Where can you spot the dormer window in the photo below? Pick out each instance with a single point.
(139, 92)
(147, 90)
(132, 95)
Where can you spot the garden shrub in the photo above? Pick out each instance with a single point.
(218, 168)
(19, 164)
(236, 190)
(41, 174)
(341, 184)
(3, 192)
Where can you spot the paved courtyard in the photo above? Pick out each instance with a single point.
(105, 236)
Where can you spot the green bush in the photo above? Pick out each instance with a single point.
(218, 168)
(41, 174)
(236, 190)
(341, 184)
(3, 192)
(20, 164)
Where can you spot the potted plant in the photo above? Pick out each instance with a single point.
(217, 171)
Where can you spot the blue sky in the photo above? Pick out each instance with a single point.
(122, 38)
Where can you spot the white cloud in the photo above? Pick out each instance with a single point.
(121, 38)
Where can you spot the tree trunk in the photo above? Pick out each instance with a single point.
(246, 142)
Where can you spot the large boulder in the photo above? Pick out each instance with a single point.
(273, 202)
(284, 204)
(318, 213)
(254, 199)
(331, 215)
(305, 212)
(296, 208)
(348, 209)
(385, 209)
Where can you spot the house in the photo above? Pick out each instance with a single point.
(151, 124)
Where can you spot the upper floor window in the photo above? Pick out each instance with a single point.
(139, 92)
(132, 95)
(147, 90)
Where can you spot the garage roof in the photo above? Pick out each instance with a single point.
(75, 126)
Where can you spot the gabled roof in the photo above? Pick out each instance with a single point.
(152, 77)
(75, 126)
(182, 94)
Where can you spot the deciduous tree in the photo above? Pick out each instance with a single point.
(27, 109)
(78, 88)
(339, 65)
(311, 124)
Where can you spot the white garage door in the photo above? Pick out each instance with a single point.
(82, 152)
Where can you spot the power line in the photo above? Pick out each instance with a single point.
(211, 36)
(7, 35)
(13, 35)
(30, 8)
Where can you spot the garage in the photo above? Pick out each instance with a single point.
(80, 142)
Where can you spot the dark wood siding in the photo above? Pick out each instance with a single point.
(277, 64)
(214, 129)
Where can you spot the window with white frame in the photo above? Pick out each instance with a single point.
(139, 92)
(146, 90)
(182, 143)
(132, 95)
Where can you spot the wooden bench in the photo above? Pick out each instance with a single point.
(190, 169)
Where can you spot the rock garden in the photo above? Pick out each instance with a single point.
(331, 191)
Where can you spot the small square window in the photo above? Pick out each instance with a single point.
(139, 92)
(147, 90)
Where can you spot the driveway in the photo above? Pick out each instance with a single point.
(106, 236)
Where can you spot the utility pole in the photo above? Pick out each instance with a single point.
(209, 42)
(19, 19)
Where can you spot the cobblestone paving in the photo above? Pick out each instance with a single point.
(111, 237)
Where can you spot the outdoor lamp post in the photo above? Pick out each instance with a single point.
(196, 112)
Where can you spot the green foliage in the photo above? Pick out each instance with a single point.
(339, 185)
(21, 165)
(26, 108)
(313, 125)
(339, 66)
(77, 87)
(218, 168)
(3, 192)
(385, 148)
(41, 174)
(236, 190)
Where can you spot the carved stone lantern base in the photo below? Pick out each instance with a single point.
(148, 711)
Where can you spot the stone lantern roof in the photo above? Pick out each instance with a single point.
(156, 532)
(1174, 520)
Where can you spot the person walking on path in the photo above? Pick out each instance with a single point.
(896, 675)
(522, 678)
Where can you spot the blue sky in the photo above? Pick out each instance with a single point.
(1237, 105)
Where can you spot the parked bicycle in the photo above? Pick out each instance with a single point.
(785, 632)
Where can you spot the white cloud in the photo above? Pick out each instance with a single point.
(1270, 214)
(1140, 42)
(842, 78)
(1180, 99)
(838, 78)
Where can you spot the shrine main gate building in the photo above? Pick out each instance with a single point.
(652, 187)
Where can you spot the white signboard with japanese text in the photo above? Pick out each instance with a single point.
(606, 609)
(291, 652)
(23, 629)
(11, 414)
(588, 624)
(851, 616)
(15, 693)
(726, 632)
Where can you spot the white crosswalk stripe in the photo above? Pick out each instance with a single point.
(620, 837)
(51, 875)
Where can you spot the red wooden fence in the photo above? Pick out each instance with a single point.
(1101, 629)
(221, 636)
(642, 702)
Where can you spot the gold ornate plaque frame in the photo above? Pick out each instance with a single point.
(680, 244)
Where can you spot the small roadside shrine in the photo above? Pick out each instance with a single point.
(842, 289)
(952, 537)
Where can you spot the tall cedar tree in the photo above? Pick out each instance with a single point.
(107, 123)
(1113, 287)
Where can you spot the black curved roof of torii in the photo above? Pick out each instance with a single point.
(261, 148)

◆ Prompt: Reproduce the material above without altering a single character.

◆ Full answer:
Where can you spot the dormer window in the photo below? Pick out each instance with a single point.
(139, 92)
(147, 90)
(132, 95)
Where can you spot the garden shrub in the photo above? Pick out each instance with a single point.
(218, 168)
(19, 164)
(236, 190)
(41, 174)
(341, 184)
(3, 192)
Where can you spot the paved courtyard in the photo above? Pick out each instance with a single point.
(105, 236)
Where can you spot the green bush in the photo above? Pick out each instance with a single point.
(218, 168)
(41, 174)
(236, 190)
(341, 184)
(3, 192)
(20, 164)
Where can you spot the potted plant in the photo above? Pick out each instance with a single point.
(217, 171)
Where can you spot the blue sky in the photo above? Pick out each instance with a single point.
(122, 38)
Where can you spot the white cloud in the photo above? Pick out each instance with a single point.
(121, 38)
Where can you spot the tree trunk in the photo above? Pick out each instance with a single point.
(246, 142)
Where can you spot the large boulder in the photo above? Pick out each instance with a single point.
(273, 202)
(284, 204)
(318, 213)
(254, 199)
(331, 215)
(305, 212)
(296, 208)
(348, 209)
(385, 209)
Where can you spot the house in the photo above? Pick out each instance with a single point.
(151, 124)
Where can you spot the upper floor window in the photo above? Pick out each instance with a single point.
(139, 92)
(132, 95)
(147, 90)
Where can you spot the garage roof in the photo above? Pick out each instance with a single point.
(75, 126)
Where can you spot the gabled roof in the photo above? Pick out each instance with a single point.
(152, 77)
(75, 126)
(182, 94)
Where can you spot the deciduous tree in the photo above? Pick out each instance with a single point.
(27, 109)
(78, 88)
(339, 65)
(311, 124)
Where can you spot the white garage door in the photo above? Pick out each instance with a single point.
(82, 152)
Where can you spot the power line in the photo above? Pick out each instance with a single point.
(211, 36)
(7, 35)
(13, 35)
(30, 8)
Where can you spot the garage in the photo above? Pick out each instance with a single point.
(80, 142)
Where can you spot the dark wood siding in the photo above? Pick out each instance with a single point.
(277, 64)
(214, 129)
Where can you spot the window with white frame in the photo above? Pick out each instance with a single point.
(139, 92)
(146, 90)
(182, 143)
(132, 95)
Where can you spot the wooden bench in the photo above? Pick out each instance with a single point.
(190, 169)
Where can you spot the rock garden in the photo above? Pick out each instance with a single point.
(331, 191)
Where can you spot the small square window in the photo above? Pick out each instance with a single point.
(139, 92)
(147, 90)
Where can you spot the driveway in the photo above? Pick out each instance with a single point.
(106, 236)
Where can you spot the utility pole in the photo above? Pick out each instance with a single point.
(209, 42)
(19, 19)
Where can you spot the cobblestone paving in the photo above? Pick out each instance with a single point.
(111, 237)
Where can you spot the outdoor lamp post in the photo above? Pick out each instance with a single point.
(196, 112)
Where can you spot the green foliage in the photo above? Pick out each instance with a single point.
(339, 185)
(21, 165)
(26, 108)
(313, 125)
(339, 66)
(77, 87)
(218, 168)
(3, 192)
(385, 148)
(41, 174)
(236, 190)
Where can you spot the carved stone lantern base in the photo below? Pick out each instance with a single point.
(148, 711)
Where can you spot the stone lantern roof in the photo above? Pick out each instance with a single point.
(156, 532)
(1174, 520)
Where can you spot the person walking on path in the photo above? Pick out each instance with a single point.
(896, 675)
(522, 678)
Where can you spot the blue sky in the photo above? Pick out each instance with a single point.
(1237, 105)
Where can you spot the parked bicycle in the photo above? Pick out each instance with a single point.
(785, 632)
Where can you spot the white cloud in the photo above? Pick out each instance with a single point.
(1270, 214)
(1140, 42)
(842, 78)
(1180, 99)
(838, 78)
Where can you spot the shrine main gate building in the photo above? Pick out each instance with a single point.
(652, 187)
Where can you spot the white signboard with japanese text in the photo above? Pick out each instance with a single point.
(606, 609)
(291, 652)
(23, 629)
(11, 414)
(588, 624)
(851, 616)
(15, 693)
(726, 632)
Where can you spot the white crosswalk stripe in the photo above? Pick out each instance with a single point.
(620, 837)
(51, 875)
Where can you spot the red wooden fence in the photo above? Pick out each instance with a single point.
(1101, 629)
(221, 636)
(642, 702)
Where can you spot the gold ornate plaque frame in the photo above? Pick out each instance with a single point.
(680, 244)
Where can you spot the small roadside shrine in the photo above? Pick out each instance with a single point.
(842, 289)
(952, 537)
Where can you spot the tall cedar tree in the photo above? Pick out each instance with a single point.
(107, 123)
(1113, 287)
Where can you spot the black curved roof of torii in the photo above? Pick out each instance with a single point.
(261, 148)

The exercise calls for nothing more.